◆ Your assignment
Please decide whether each statement agrees with the excerpted text that follows, and answer yes or no, quoting the text's deciding words. (a) The writer believes it is possible, in the end, to spare the reader from all pain. (b) The writer names arranging everyday details as a source of some of the writer's greatest anxieties. (c) The writer wants the home to be safe only from physical harm.

◆ Excerpted text
□ □ □ □ □ □ □
I have always done everything within my ability to keep you safe. To the extent with which I can control things, I have done all that I can to spare you pain and suffering. I don’t know whether or not that is always a good thing, but I try! I know that in reality I can’t ultimately spare you from pain, suffering, sadness, and disappointment. I would like to and have done what I can to minimise your experiences of those things. Yet, I also know that life will bring its share of pain and it’s in your best interest to experience some of it while I’m around to help you get through those moments. It still breaks my heart though when it happens in its various forms. You’ve already experienced some that I couldn’t spare you from.
Some of my greatest anxieties come from trying to orchestrate everyday details so that your experiences can go smoothly and contain as few bumps as possible. Obviously I am only one man and I do not have divine powers (would be nice though).
I’ve strived to make our home a place you know is safe for you. Not only safe from physical harm, but also a safe place for you to be you. I’ve shown you that I myself am I safe place for you. I’ve shown you that I am there and available for you.
□ □ □ □ □ □ □
◆ Available data
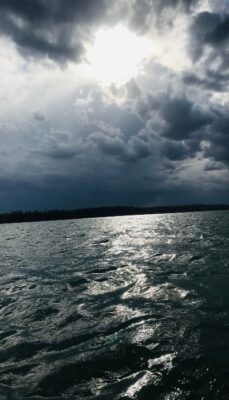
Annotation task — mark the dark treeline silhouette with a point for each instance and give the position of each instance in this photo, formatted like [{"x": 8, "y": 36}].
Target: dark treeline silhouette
[{"x": 29, "y": 216}]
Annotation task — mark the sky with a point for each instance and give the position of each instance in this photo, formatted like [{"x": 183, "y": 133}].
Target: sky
[{"x": 113, "y": 102}]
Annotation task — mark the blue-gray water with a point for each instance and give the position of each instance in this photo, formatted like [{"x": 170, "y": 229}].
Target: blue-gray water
[{"x": 116, "y": 308}]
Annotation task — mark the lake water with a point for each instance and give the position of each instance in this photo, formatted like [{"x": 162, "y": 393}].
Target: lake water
[{"x": 130, "y": 307}]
□ □ □ □ □ □ □
◆ Exercise response
(a) No: "I know that in reality I can’t ultimately spare you from pain, suffering, sadness, and disappointment."
(b) Yes: "Some of my greatest anxieties come from trying to orchestrate everyday details so that your experiences can go smoothly and contain as few bumps as possible."
(c) No: "Not only safe from physical harm, but also a safe place for you to be you."